### PROBLEM REQUIREMENTS
Every entry must appear in the output exactly as it does here.

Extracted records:
────────────────
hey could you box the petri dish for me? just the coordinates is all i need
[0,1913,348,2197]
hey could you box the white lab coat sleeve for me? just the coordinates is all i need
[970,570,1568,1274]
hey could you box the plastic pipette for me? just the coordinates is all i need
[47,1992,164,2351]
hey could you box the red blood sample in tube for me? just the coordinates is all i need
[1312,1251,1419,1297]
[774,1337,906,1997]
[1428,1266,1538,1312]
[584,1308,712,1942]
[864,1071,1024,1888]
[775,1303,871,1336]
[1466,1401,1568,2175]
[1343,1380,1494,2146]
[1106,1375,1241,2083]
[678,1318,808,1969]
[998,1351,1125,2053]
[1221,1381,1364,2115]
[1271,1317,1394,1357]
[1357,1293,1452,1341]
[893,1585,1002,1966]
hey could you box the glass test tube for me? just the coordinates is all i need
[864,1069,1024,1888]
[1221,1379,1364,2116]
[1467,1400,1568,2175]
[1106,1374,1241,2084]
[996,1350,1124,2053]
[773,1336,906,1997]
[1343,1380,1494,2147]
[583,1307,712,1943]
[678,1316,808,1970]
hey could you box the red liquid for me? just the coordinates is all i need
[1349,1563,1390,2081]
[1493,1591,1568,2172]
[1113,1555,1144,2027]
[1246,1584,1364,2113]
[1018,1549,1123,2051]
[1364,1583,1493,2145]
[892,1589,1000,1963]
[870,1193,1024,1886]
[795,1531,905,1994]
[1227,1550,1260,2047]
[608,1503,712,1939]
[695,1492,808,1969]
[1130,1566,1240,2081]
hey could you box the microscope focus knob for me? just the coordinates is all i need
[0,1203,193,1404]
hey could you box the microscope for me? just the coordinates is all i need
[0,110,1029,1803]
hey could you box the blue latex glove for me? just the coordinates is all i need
────────────────
### RESPONSE AREA
hey could you box the petri dish for me? just the coordinates is all i need
[0,1913,348,2197]
hey could you box the white lab coat sleeve for me? just the coordinates is all i need
[970,570,1568,1274]
hey could you box the plastic pipette for me? just the coordinates is all i need
[47,1992,164,2351]
hey could you box the red blood sample in tube for me? just the coordinates is all i need
[1312,1251,1419,1297]
[774,1337,906,1997]
[1428,1266,1538,1312]
[584,1308,712,1942]
[864,1071,1024,1888]
[775,1303,871,1336]
[1466,1401,1568,2175]
[1343,1380,1494,2146]
[1106,1375,1241,2083]
[678,1318,808,1969]
[998,1351,1125,2053]
[1221,1381,1364,2115]
[1271,1317,1394,1357]
[1357,1293,1452,1341]
[893,1585,1002,1966]
hey could you box the glass test tube for me? just the coordinates is all i need
[864,1069,1024,1888]
[1221,1379,1364,2116]
[1467,1400,1568,2175]
[1106,1374,1241,2084]
[996,1350,1124,2053]
[773,1336,906,1997]
[1343,1380,1494,2147]
[583,1307,712,1943]
[678,1316,808,1970]
hey could you box the red liquid for me? just the coordinates is all i need
[1349,1563,1390,2081]
[1493,1591,1568,2172]
[1113,1555,1144,2027]
[1246,1584,1364,2113]
[1018,1549,1123,2051]
[1364,1583,1493,2145]
[892,1589,1000,1963]
[870,1193,1024,1886]
[795,1531,905,1994]
[1227,1550,1260,2047]
[608,1503,712,1939]
[695,1492,808,1969]
[1130,1566,1240,2081]
hey could you box the microscope focus knob for me? just the coordinates is all i need
[0,1203,193,1404]
hey could you box the microscope for me? just the coordinates is all i need
[0,110,1029,1803]
hey could you box the blue latex glove for me? just the coordinates is all i need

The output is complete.